** Opening ENTRIES SHOWN block **

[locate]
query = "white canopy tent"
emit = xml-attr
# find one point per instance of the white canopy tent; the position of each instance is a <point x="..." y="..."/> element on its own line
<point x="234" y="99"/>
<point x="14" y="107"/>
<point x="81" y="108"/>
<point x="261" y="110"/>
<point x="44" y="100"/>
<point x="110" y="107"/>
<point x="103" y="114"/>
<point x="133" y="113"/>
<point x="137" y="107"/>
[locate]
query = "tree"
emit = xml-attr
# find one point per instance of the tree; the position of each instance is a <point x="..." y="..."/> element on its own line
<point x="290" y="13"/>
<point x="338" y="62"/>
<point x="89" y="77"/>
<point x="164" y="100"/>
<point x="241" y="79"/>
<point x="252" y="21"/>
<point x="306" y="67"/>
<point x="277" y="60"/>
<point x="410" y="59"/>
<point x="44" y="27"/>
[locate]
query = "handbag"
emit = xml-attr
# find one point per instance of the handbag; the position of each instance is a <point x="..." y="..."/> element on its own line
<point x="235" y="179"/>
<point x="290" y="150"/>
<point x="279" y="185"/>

** Closing ENTRIES SHOWN block **
** Opening ENTRIES SHOWN block **

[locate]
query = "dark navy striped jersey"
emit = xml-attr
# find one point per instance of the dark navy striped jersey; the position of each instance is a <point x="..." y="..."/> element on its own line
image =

** Closing ENTRIES SHOWN block **
** Opening ENTRIES SHOWN block **

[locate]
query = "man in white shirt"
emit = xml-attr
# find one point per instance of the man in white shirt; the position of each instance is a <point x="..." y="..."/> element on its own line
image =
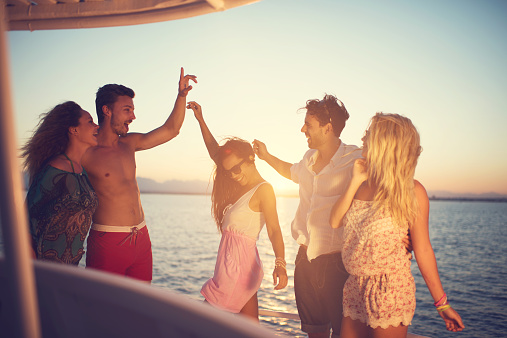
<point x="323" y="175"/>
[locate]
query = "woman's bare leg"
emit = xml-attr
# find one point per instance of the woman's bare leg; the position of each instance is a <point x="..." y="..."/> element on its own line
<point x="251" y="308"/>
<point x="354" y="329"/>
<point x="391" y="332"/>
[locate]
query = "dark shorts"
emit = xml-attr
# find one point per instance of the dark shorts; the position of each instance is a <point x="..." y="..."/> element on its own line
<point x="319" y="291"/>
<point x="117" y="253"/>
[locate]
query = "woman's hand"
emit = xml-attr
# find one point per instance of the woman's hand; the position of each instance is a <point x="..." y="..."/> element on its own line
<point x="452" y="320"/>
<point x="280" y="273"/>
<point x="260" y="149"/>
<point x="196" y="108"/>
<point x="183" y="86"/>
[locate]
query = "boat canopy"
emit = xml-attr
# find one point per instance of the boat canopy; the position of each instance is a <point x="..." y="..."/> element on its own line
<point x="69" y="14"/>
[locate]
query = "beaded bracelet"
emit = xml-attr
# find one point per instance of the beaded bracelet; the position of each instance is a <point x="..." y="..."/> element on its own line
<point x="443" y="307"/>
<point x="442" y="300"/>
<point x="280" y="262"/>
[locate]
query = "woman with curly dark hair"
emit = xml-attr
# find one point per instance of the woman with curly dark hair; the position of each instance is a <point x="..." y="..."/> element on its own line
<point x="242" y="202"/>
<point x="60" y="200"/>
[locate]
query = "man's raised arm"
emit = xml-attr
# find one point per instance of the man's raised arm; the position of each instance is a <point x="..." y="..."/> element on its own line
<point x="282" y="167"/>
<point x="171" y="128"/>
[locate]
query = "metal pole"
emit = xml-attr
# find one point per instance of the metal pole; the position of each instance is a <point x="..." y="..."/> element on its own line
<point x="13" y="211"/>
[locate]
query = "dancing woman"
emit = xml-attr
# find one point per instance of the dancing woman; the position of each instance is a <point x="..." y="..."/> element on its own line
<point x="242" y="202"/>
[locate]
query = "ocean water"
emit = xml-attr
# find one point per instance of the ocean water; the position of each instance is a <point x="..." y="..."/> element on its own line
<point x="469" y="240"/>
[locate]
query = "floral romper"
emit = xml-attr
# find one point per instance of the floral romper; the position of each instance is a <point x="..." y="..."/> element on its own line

** Closing ENTRIES SHOWN block **

• EXERCISE INSTRUCTIONS
Your reply should be a single number: the count of lines above that contain the word "floral".

• OUTPUT FOR THIS TASK
2